=== Página ===
Por un lado, una deuda pública que, aun con los datos más optimistas (los que emite el Banco Central) y sin tomar en cuenta los intereses que crecen con cada refinanciación, se duplicó en los últimos once años. ¿Cómo se explica que, en medio de tanta supuesta prosperidad, nos endeudáramos en decenas de miles de millones de dólares?
El agua potable, una de nuestras mayores riquezas naturales, está contaminada debido a la inescrupulosa utilización de agrotóxicos por parte de los establecimientos agroindustriales que el modelo económico ha promovido y exonerado de impuestos, permitiendo que otras formas de trabajar la tierra, socialmente más ricas e integradoras, desaparezcan.
Las políticas sociales y educativas han terminado por demostrar su inadecuación y falta de horizontes. Casi tres cuartas partes de los chiquilines no terminan los niveles secundarios de educación y muchos ni siquiera los empiezan. Como consecuencia, la marginalidad social y los índices de criminalidad aumentan.
Mientras tanto, los bancos recaudan dinero a paladas, porque una ley promovida por el gobierno hizo obligatorio que todos recibiéramos nuestros sueldos y jubilaciones e hiciéramos las compraventas a través de cuentas bancarias.
Ahora, cuando los números finalmente dan mal, el gobierno hace su jugada definitiva, la que lo muestra de cuerpo entero. Recorta las pautas salariales, aumenta los impuestos que pagan los trabajadores, restringe el presupuesto de la enseñanza, y, simultáneamente, anuncia una inversión de mil millones de dólares para suministrarle logística (carreteras, etc.) a una nueva y gigantesca planta de celulosa de UPM, que trabajará en régimen de zona franca y prácticamente no pagará impuestos.
===
**Consigna escrita**
Devuelve sin cambios el fragmento de la página que comienza con las palabras "El agua potable, una" y termina con "de criminalidad aumentan.". Las entradas son un material independiente de la página.
=== Líneas de datos ===
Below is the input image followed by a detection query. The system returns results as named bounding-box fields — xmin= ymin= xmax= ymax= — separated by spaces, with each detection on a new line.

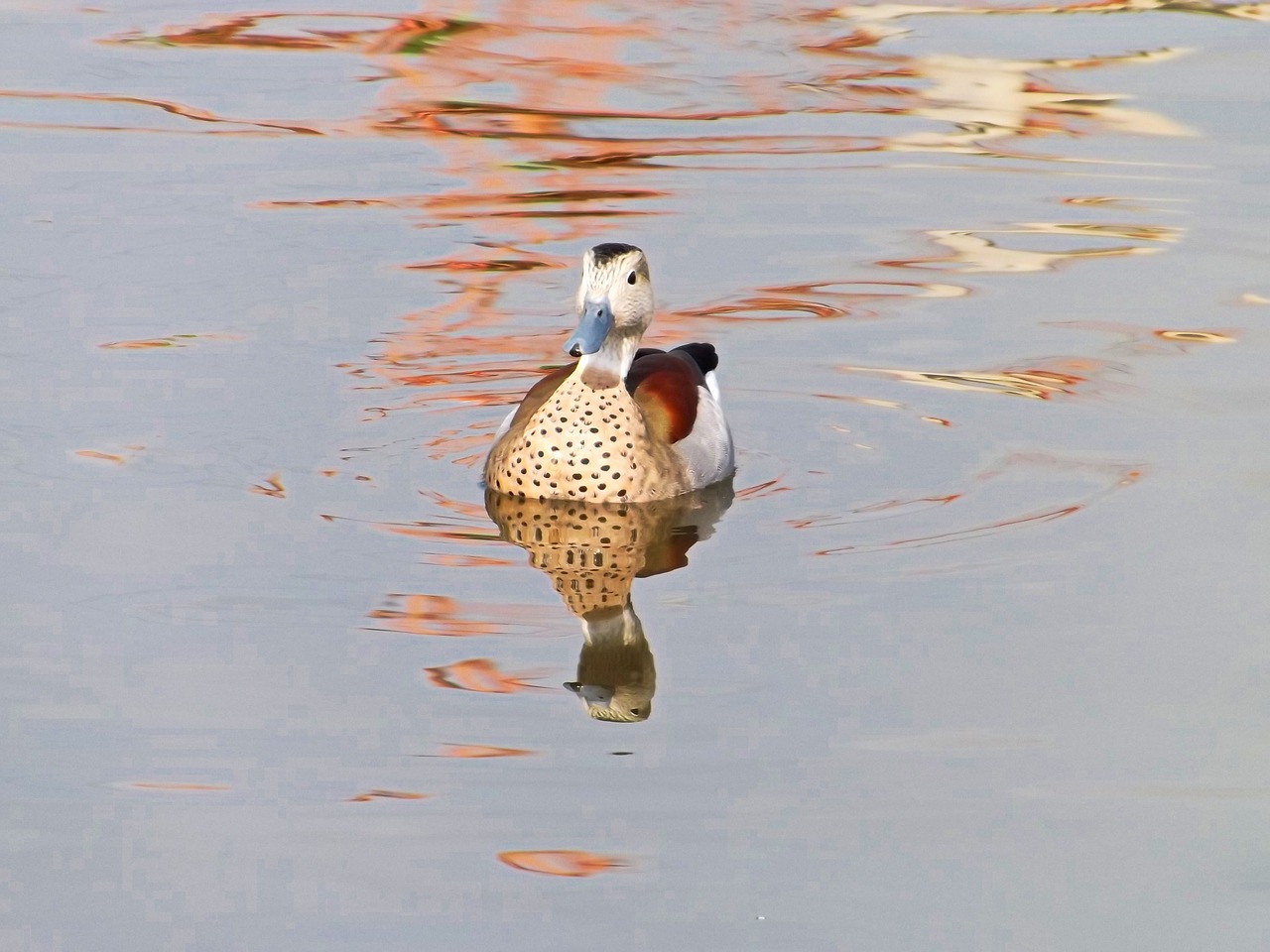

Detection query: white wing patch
xmin=675 ymin=383 xmax=736 ymax=489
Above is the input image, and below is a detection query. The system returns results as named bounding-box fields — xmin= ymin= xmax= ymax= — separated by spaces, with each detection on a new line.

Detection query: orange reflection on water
xmin=344 ymin=789 xmax=428 ymax=803
xmin=368 ymin=594 xmax=552 ymax=639
xmin=422 ymin=744 xmax=534 ymax=761
xmin=75 ymin=449 xmax=124 ymax=463
xmin=498 ymin=849 xmax=629 ymax=877
xmin=250 ymin=472 xmax=287 ymax=499
xmin=788 ymin=453 xmax=1143 ymax=556
xmin=877 ymin=222 xmax=1183 ymax=274
xmin=1054 ymin=321 xmax=1238 ymax=354
xmin=423 ymin=657 xmax=553 ymax=694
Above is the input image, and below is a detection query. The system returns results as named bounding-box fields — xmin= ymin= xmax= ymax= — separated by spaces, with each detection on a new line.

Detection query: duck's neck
xmin=574 ymin=334 xmax=640 ymax=390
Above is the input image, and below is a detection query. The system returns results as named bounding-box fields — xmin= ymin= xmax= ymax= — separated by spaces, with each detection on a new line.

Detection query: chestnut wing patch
xmin=626 ymin=348 xmax=706 ymax=443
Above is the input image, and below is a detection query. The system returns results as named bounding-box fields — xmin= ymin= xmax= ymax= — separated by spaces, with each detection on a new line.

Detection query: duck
xmin=484 ymin=241 xmax=736 ymax=503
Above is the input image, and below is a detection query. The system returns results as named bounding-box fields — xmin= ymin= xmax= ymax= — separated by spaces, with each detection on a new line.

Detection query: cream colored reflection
xmin=485 ymin=482 xmax=733 ymax=722
xmin=853 ymin=49 xmax=1195 ymax=155
xmin=838 ymin=358 xmax=1106 ymax=400
xmin=881 ymin=222 xmax=1183 ymax=274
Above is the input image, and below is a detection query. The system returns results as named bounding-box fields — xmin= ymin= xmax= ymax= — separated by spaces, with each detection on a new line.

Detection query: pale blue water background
xmin=0 ymin=4 xmax=1270 ymax=952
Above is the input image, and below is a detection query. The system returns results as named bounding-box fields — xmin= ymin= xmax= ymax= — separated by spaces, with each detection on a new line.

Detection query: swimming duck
xmin=485 ymin=242 xmax=735 ymax=503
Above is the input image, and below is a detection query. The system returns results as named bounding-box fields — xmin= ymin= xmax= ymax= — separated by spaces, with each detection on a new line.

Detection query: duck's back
xmin=485 ymin=366 xmax=693 ymax=503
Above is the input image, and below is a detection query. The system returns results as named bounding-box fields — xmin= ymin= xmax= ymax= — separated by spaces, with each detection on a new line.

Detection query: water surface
xmin=0 ymin=1 xmax=1270 ymax=952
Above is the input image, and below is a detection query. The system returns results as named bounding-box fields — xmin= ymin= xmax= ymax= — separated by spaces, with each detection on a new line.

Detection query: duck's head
xmin=564 ymin=242 xmax=653 ymax=369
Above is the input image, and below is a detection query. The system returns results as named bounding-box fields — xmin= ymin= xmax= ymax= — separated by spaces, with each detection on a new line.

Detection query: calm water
xmin=0 ymin=0 xmax=1270 ymax=952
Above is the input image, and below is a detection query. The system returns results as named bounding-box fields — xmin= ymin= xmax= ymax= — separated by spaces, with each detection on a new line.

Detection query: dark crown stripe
xmin=590 ymin=241 xmax=639 ymax=266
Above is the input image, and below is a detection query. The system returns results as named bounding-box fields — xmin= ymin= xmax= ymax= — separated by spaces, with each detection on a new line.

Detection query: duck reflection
xmin=485 ymin=480 xmax=733 ymax=722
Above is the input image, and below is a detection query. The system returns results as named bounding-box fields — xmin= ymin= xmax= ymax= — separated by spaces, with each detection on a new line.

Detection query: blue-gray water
xmin=0 ymin=1 xmax=1270 ymax=952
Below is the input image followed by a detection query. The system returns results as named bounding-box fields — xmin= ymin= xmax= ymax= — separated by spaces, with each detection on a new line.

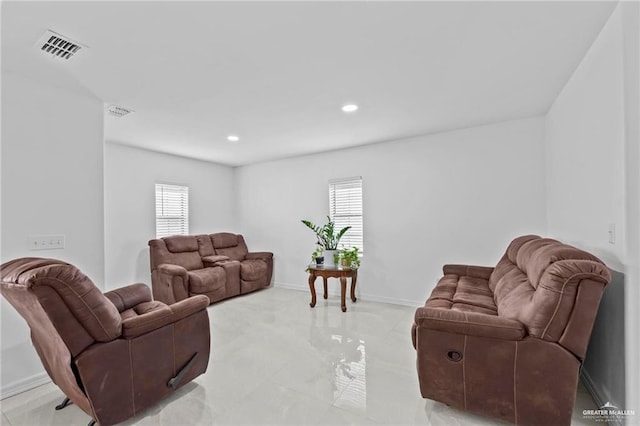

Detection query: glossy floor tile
xmin=0 ymin=288 xmax=596 ymax=426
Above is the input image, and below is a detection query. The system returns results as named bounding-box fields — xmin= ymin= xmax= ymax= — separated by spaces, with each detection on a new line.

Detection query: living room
xmin=0 ymin=2 xmax=640 ymax=424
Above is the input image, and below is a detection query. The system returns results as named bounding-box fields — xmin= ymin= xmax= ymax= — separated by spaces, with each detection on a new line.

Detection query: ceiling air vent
xmin=37 ymin=30 xmax=87 ymax=60
xmin=107 ymin=105 xmax=134 ymax=118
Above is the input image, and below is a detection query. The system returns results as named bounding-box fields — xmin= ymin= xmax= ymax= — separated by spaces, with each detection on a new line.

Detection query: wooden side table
xmin=309 ymin=265 xmax=358 ymax=312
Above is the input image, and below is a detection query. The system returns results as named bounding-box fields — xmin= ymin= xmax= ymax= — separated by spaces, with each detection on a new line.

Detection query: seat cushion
xmin=240 ymin=259 xmax=267 ymax=281
xmin=425 ymin=274 xmax=498 ymax=315
xmin=188 ymin=266 xmax=226 ymax=294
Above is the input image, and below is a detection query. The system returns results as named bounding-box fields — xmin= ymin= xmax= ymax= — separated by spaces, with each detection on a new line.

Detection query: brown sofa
xmin=149 ymin=232 xmax=273 ymax=303
xmin=0 ymin=258 xmax=210 ymax=425
xmin=412 ymin=235 xmax=610 ymax=425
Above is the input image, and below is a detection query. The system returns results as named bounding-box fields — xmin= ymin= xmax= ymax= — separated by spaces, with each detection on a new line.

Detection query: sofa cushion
xmin=188 ymin=267 xmax=226 ymax=294
xmin=425 ymin=274 xmax=497 ymax=315
xmin=210 ymin=232 xmax=238 ymax=249
xmin=149 ymin=236 xmax=203 ymax=271
xmin=163 ymin=235 xmax=198 ymax=253
xmin=240 ymin=259 xmax=267 ymax=281
xmin=489 ymin=235 xmax=609 ymax=342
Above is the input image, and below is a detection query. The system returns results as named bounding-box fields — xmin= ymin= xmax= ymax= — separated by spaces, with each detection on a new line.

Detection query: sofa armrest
xmin=244 ymin=251 xmax=273 ymax=260
xmin=104 ymin=283 xmax=153 ymax=312
xmin=442 ymin=265 xmax=494 ymax=280
xmin=122 ymin=294 xmax=209 ymax=339
xmin=169 ymin=294 xmax=211 ymax=322
xmin=151 ymin=263 xmax=189 ymax=305
xmin=415 ymin=307 xmax=525 ymax=340
xmin=202 ymin=255 xmax=230 ymax=266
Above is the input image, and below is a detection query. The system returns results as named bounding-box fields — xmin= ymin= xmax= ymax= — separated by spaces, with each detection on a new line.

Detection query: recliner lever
xmin=167 ymin=352 xmax=198 ymax=390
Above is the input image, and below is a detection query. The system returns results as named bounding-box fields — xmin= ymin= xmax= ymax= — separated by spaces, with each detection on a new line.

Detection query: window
xmin=156 ymin=183 xmax=189 ymax=238
xmin=329 ymin=176 xmax=364 ymax=253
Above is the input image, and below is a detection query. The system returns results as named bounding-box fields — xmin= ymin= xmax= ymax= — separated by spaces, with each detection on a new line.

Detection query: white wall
xmin=619 ymin=2 xmax=640 ymax=413
xmin=104 ymin=143 xmax=235 ymax=288
xmin=545 ymin=4 xmax=640 ymax=409
xmin=0 ymin=72 xmax=104 ymax=396
xmin=236 ymin=118 xmax=546 ymax=305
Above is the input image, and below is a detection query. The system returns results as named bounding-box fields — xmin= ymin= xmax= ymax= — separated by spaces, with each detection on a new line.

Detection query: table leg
xmin=351 ymin=271 xmax=358 ymax=303
xmin=340 ymin=277 xmax=347 ymax=312
xmin=309 ymin=273 xmax=316 ymax=308
xmin=322 ymin=277 xmax=329 ymax=299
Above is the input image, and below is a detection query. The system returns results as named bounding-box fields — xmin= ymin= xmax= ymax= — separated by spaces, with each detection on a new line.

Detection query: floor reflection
xmin=331 ymin=334 xmax=367 ymax=409
xmin=310 ymin=312 xmax=367 ymax=409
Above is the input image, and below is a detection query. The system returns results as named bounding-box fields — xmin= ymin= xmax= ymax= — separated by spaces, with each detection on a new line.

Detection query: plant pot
xmin=324 ymin=249 xmax=338 ymax=267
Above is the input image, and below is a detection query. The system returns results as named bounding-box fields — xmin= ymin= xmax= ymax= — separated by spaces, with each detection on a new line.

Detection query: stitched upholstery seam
xmin=513 ymin=340 xmax=518 ymax=424
xmin=129 ymin=340 xmax=136 ymax=415
xmin=462 ymin=312 xmax=467 ymax=410
xmin=419 ymin=318 xmax=522 ymax=331
xmin=540 ymin=273 xmax=582 ymax=340
xmin=33 ymin=277 xmax=118 ymax=340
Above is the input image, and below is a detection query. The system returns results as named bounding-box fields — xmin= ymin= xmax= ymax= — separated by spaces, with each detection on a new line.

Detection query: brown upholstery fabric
xmin=188 ymin=266 xmax=226 ymax=293
xmin=209 ymin=232 xmax=249 ymax=261
xmin=104 ymin=283 xmax=152 ymax=312
xmin=0 ymin=258 xmax=210 ymax=425
xmin=411 ymin=235 xmax=610 ymax=425
xmin=149 ymin=235 xmax=203 ymax=271
xmin=202 ymin=254 xmax=230 ymax=266
xmin=240 ymin=259 xmax=267 ymax=281
xmin=149 ymin=232 xmax=273 ymax=303
xmin=2 ymin=258 xmax=121 ymax=342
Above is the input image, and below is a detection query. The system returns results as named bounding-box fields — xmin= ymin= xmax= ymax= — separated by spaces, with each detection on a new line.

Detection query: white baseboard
xmin=273 ymin=282 xmax=424 ymax=308
xmin=0 ymin=371 xmax=51 ymax=400
xmin=580 ymin=368 xmax=623 ymax=426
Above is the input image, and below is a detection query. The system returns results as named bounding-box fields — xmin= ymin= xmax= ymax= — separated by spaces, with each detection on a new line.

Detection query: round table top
xmin=309 ymin=263 xmax=358 ymax=272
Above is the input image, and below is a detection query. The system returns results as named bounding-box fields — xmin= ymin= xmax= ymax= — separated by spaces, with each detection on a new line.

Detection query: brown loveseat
xmin=149 ymin=232 xmax=273 ymax=303
xmin=0 ymin=258 xmax=210 ymax=425
xmin=412 ymin=235 xmax=610 ymax=425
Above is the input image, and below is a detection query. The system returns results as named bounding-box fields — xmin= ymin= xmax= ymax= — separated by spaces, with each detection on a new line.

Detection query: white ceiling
xmin=2 ymin=1 xmax=615 ymax=165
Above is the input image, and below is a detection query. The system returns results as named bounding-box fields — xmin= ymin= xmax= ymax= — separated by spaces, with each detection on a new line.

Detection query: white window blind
xmin=329 ymin=176 xmax=364 ymax=253
xmin=156 ymin=183 xmax=189 ymax=238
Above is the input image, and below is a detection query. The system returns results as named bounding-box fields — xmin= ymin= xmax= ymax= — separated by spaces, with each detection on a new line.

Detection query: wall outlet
xmin=27 ymin=235 xmax=64 ymax=250
xmin=609 ymin=223 xmax=616 ymax=244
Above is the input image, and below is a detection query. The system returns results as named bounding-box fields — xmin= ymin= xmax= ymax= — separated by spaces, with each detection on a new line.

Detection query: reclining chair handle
xmin=167 ymin=352 xmax=198 ymax=390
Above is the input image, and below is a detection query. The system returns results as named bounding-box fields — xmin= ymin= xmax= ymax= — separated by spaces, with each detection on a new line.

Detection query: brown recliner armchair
xmin=0 ymin=258 xmax=210 ymax=425
xmin=412 ymin=235 xmax=610 ymax=425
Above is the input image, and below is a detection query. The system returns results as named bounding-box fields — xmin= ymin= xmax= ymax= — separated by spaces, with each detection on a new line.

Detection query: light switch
xmin=27 ymin=235 xmax=64 ymax=250
xmin=609 ymin=223 xmax=616 ymax=244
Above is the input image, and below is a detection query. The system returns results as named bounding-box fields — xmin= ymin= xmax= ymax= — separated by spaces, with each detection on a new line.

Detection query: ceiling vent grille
xmin=37 ymin=30 xmax=87 ymax=60
xmin=107 ymin=105 xmax=134 ymax=118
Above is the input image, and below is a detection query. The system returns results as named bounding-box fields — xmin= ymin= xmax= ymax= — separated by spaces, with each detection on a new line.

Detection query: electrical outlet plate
xmin=27 ymin=235 xmax=64 ymax=250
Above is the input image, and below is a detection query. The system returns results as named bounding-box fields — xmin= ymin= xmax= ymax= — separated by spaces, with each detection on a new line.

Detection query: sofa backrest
xmin=149 ymin=235 xmax=204 ymax=271
xmin=1 ymin=258 xmax=122 ymax=356
xmin=489 ymin=235 xmax=611 ymax=356
xmin=209 ymin=232 xmax=249 ymax=260
xmin=0 ymin=258 xmax=106 ymax=413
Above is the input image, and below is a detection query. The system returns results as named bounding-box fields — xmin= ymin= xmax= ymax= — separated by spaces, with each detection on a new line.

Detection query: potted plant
xmin=311 ymin=246 xmax=324 ymax=265
xmin=336 ymin=247 xmax=360 ymax=269
xmin=302 ymin=216 xmax=351 ymax=266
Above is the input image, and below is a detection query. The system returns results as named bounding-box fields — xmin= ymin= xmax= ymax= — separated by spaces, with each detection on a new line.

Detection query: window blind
xmin=156 ymin=183 xmax=189 ymax=238
xmin=329 ymin=176 xmax=364 ymax=253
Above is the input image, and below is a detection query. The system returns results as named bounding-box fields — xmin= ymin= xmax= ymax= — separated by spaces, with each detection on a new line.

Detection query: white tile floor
xmin=0 ymin=288 xmax=601 ymax=426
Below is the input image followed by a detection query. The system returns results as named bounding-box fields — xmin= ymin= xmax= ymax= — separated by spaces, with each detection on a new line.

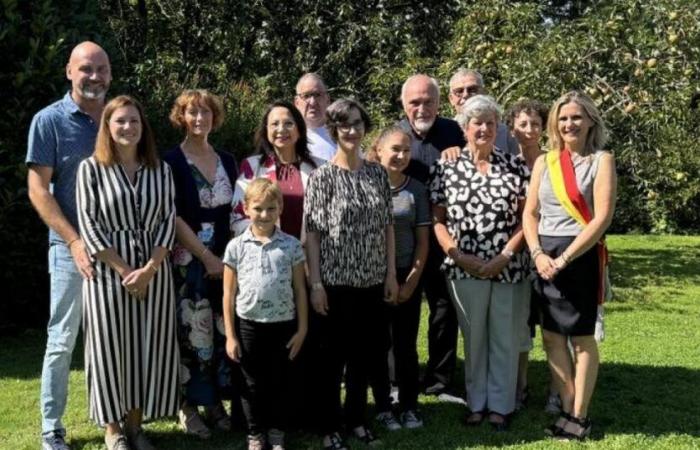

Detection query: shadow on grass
xmin=610 ymin=245 xmax=700 ymax=289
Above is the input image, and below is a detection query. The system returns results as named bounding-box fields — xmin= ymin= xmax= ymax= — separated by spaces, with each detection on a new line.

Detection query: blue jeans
xmin=41 ymin=243 xmax=83 ymax=434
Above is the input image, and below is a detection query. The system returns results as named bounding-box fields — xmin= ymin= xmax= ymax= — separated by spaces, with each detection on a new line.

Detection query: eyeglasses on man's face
xmin=297 ymin=91 xmax=326 ymax=102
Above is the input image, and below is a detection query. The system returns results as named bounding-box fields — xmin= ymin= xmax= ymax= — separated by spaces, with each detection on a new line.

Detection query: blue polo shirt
===
**Resultado del ejercicio**
El agua potable, una de nuestras mayores riquezas naturales, está contaminada debido a la inescrupulosa utilización de agrotóxicos por parte de los establecimientos agroindustriales que el modelo económico ha promovido y exonerado de impuestos, permitiendo que otras formas de trabajar la tierra, socialmente más ricas e integradoras, desaparezcan.
Las políticas sociales y educativas han terminado por demostrar su inadecuación y falta de horizontes. Casi tres cuartas partes de los chiquilines no terminan los niveles secundarios de educación y muchos ni siquiera los empiezan. Como consecuencia, la marginalidad social y los índices de criminalidad aumentan.